■ **SUPPLIED MATERIAL**
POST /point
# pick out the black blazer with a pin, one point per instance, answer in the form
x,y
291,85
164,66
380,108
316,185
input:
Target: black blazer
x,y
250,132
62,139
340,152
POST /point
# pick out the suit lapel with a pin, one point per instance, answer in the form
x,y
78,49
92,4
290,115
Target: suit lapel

■ **WORK TO DO**
Convert every line of the data above into a Markdown table with two columns, Row and Line. Number the rows in order and leave out any blank lines.

■ **THE COMPLETED TASK**
| Row | Line |
|---|---|
| 1 | POST /point |
| 2 | # pick out the black blazer with a pin, one point per instance, answer in the form |
| 3 | x,y |
| 4 | 291,85 |
| 5 | 164,66 |
| 6 | 380,108 |
| 7 | 316,185 |
| 8 | input: |
| 9 | Target: black blazer |
| 10 | x,y |
| 11 | 250,132 |
| 12 | 62,139 |
| 13 | 340,152 |
| 14 | POST /point |
| 15 | # pick out the suit lapel with a pin, one point per instance, answer in the form |
| 16 | x,y |
| 17 | 78,49 |
| 18 | 92,4 |
| 19 | 290,115 |
| 20 | Target: suit lapel |